**DATASET RECORDS**

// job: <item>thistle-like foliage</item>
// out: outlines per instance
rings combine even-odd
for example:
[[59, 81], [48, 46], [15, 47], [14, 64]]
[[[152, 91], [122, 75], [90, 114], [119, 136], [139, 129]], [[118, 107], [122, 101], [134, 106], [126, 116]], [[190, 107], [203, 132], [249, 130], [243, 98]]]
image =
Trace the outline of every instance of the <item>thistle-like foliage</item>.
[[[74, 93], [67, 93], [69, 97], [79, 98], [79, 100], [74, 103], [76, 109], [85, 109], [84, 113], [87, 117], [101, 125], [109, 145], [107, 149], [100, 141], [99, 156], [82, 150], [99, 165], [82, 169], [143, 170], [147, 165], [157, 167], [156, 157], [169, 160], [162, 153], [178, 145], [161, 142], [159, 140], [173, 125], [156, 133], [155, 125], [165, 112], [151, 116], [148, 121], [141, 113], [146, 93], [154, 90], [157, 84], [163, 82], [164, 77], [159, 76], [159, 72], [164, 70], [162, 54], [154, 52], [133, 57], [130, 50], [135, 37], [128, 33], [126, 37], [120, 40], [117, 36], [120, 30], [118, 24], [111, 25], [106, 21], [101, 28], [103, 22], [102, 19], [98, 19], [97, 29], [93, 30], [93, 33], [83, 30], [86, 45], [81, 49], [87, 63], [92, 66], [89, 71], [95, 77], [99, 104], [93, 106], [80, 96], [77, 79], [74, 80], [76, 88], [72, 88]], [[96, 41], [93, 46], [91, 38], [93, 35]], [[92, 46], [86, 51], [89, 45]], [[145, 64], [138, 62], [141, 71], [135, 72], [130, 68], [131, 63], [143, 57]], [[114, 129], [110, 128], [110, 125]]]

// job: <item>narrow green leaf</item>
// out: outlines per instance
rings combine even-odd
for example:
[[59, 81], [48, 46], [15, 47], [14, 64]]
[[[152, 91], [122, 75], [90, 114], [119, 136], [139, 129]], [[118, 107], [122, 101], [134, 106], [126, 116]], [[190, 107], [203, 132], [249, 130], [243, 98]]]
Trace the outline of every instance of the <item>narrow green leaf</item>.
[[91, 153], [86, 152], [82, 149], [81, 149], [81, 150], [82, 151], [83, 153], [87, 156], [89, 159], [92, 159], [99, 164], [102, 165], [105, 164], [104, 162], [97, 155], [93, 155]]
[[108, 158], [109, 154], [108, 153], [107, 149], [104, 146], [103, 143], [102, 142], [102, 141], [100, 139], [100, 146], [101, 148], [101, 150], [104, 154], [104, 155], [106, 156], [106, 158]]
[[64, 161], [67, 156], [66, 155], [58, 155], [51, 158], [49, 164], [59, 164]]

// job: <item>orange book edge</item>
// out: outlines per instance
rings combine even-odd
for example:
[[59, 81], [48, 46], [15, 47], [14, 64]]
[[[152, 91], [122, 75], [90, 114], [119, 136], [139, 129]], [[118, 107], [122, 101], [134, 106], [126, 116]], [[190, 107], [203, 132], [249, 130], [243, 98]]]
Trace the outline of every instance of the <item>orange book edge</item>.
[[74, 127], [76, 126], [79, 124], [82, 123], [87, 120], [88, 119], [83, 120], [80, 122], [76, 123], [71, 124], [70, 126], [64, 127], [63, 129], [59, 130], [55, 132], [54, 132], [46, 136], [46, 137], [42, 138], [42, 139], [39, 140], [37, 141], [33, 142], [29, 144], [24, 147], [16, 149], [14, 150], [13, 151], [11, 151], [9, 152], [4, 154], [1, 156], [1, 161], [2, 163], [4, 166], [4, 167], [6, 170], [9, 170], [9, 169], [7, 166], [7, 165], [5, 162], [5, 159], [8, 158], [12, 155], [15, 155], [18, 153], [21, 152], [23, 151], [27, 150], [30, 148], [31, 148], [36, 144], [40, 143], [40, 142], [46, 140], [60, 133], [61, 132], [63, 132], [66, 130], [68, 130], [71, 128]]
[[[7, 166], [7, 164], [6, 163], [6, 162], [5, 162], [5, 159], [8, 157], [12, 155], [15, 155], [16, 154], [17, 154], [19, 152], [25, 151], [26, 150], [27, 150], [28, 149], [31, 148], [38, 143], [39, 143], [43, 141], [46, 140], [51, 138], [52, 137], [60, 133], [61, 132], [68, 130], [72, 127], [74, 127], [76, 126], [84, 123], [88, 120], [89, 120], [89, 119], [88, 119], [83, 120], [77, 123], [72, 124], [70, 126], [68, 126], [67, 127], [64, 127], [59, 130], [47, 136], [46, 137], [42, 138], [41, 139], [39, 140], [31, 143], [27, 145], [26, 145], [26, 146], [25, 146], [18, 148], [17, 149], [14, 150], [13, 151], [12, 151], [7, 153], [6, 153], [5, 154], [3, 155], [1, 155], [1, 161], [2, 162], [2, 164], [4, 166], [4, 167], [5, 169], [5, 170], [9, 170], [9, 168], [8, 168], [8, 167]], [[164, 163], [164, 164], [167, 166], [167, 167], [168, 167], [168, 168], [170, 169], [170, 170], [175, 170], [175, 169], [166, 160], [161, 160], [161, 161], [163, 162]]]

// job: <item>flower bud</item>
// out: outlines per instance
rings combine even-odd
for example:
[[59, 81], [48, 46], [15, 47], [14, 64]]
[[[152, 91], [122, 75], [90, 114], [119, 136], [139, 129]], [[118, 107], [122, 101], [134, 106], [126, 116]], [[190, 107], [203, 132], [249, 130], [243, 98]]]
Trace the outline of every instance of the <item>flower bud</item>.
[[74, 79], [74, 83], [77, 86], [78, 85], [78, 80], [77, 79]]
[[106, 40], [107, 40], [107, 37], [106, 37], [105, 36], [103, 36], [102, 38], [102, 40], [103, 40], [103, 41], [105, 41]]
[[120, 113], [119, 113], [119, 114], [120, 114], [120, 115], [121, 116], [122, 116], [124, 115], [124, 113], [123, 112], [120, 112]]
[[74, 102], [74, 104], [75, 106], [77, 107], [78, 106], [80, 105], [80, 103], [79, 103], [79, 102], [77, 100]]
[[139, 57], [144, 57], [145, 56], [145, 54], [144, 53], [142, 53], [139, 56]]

**REQUIRED TASK**
Print all of the material above again, reproducing every line character for character.

**WRITTEN REPLY**
// job: <item>thistle-like foliage</item>
// out: outlines per instance
rings combine even-odd
for example:
[[59, 81], [48, 46], [15, 47], [14, 64]]
[[[152, 91], [122, 75], [90, 114], [119, 136], [139, 129]], [[118, 107], [122, 101], [134, 106], [126, 116]], [[190, 107], [203, 132], [249, 130], [243, 98]]]
image =
Trace the outline of every instance of the <item>thistle-like foliage</item>.
[[[74, 93], [67, 93], [69, 97], [79, 98], [79, 100], [74, 103], [76, 109], [85, 109], [84, 113], [87, 117], [101, 125], [109, 145], [107, 149], [100, 141], [99, 156], [82, 150], [99, 165], [82, 169], [143, 170], [147, 165], [157, 167], [156, 157], [169, 160], [162, 153], [178, 145], [161, 142], [159, 140], [173, 125], [156, 133], [155, 125], [165, 112], [151, 116], [148, 121], [141, 113], [146, 93], [154, 90], [157, 84], [163, 82], [164, 77], [159, 76], [159, 72], [164, 70], [162, 54], [154, 52], [133, 57], [130, 50], [135, 37], [128, 33], [126, 37], [120, 40], [117, 36], [120, 30], [118, 24], [111, 25], [106, 21], [101, 28], [103, 22], [102, 19], [98, 19], [97, 29], [93, 30], [93, 33], [83, 30], [86, 45], [81, 49], [87, 63], [92, 66], [89, 71], [95, 77], [99, 104], [93, 106], [80, 96], [77, 79], [74, 80], [76, 88], [72, 88]], [[96, 41], [93, 46], [91, 38], [93, 35]], [[92, 46], [86, 51], [89, 45]], [[145, 64], [138, 62], [141, 71], [135, 72], [130, 68], [131, 63], [143, 57]], [[114, 129], [110, 128], [110, 125]]]

// job: <item>narrow green leaf</item>
// out: outlines per instance
rings combine even-odd
for example:
[[59, 81], [48, 46], [15, 47], [14, 64]]
[[[152, 91], [122, 75], [90, 114], [119, 136], [139, 129]], [[118, 107], [122, 101], [134, 106], [126, 116]], [[190, 107], [203, 132], [249, 130], [243, 98]]]
Trace the outline of every instance of the <item>narrow green leaf</item>.
[[91, 153], [86, 152], [82, 149], [81, 149], [81, 150], [82, 151], [83, 153], [87, 156], [89, 159], [92, 159], [99, 164], [102, 165], [105, 164], [104, 162], [97, 155], [93, 155]]
[[108, 158], [109, 154], [108, 153], [107, 149], [104, 146], [103, 143], [102, 142], [102, 141], [100, 139], [100, 146], [101, 148], [101, 150], [104, 154], [104, 155], [106, 156], [106, 158]]
[[64, 161], [67, 156], [66, 155], [58, 155], [51, 158], [49, 164], [59, 164]]

// job: <item>orange book edge</item>
// out: outlines per instance
rings combine even-odd
for example:
[[59, 81], [48, 46], [15, 47], [14, 64]]
[[[152, 91], [122, 75], [90, 114], [119, 136], [139, 129]], [[118, 107], [122, 101], [134, 106], [126, 116]], [[190, 107], [203, 132], [249, 130], [243, 98]]]
Trace the outline of every instance of the <item>orange book edge</item>.
[[74, 127], [76, 126], [79, 124], [82, 123], [87, 120], [88, 119], [83, 120], [80, 122], [76, 123], [71, 124], [70, 126], [64, 127], [63, 129], [59, 130], [55, 132], [54, 132], [46, 136], [46, 137], [42, 138], [42, 139], [39, 140], [37, 141], [33, 142], [29, 144], [24, 147], [16, 149], [14, 150], [13, 151], [11, 151], [9, 152], [4, 154], [1, 156], [1, 161], [2, 163], [4, 166], [4, 167], [6, 170], [9, 170], [9, 169], [7, 166], [7, 165], [5, 162], [5, 159], [8, 158], [12, 155], [15, 155], [18, 153], [21, 152], [23, 151], [27, 150], [30, 148], [31, 148], [36, 144], [40, 143], [40, 142], [46, 140], [60, 133], [61, 132], [63, 132], [66, 130], [68, 130], [71, 128]]
[[[7, 166], [7, 164], [6, 163], [6, 162], [5, 162], [5, 159], [8, 157], [12, 155], [15, 155], [16, 154], [17, 154], [19, 152], [25, 151], [26, 150], [27, 150], [28, 149], [31, 148], [38, 143], [39, 143], [43, 141], [46, 140], [51, 138], [52, 137], [60, 133], [61, 132], [68, 130], [72, 127], [74, 127], [76, 126], [84, 123], [88, 120], [89, 120], [89, 119], [88, 119], [83, 120], [77, 123], [72, 124], [70, 126], [68, 126], [67, 127], [64, 127], [59, 130], [47, 136], [46, 137], [42, 138], [41, 139], [39, 140], [31, 143], [27, 145], [26, 145], [26, 146], [25, 146], [18, 148], [17, 149], [14, 150], [13, 151], [12, 151], [7, 153], [6, 153], [5, 154], [3, 155], [1, 155], [1, 161], [2, 162], [2, 164], [4, 166], [4, 167], [5, 169], [5, 170], [9, 170], [9, 168], [8, 168], [8, 167]], [[164, 163], [164, 164], [167, 166], [167, 167], [168, 167], [168, 168], [170, 169], [170, 170], [175, 170], [175, 169], [166, 160], [161, 160], [161, 161], [163, 162]]]

// job: <item>flower bud</item>
// out: outlines per instance
rings combine even-odd
for example:
[[59, 81], [48, 46], [15, 47], [14, 64]]
[[[152, 91], [122, 75], [90, 114], [119, 136], [139, 129]], [[118, 107], [122, 101], [134, 106], [126, 116]], [[190, 107], [203, 132], [249, 130], [243, 98]]]
Trace the outline of every instance of the <item>flower bud</item>.
[[74, 79], [74, 83], [77, 86], [78, 85], [78, 80], [77, 79]]
[[106, 40], [107, 40], [107, 37], [106, 37], [105, 36], [103, 36], [102, 38], [102, 40], [103, 40], [103, 41], [105, 41]]
[[120, 113], [119, 113], [119, 114], [120, 114], [120, 115], [121, 116], [122, 116], [124, 115], [124, 113], [123, 112], [120, 112]]
[[74, 102], [74, 104], [75, 106], [77, 107], [78, 106], [80, 105], [80, 103], [79, 103], [79, 102], [77, 100]]
[[139, 57], [144, 57], [145, 56], [145, 54], [144, 53], [142, 53], [139, 56]]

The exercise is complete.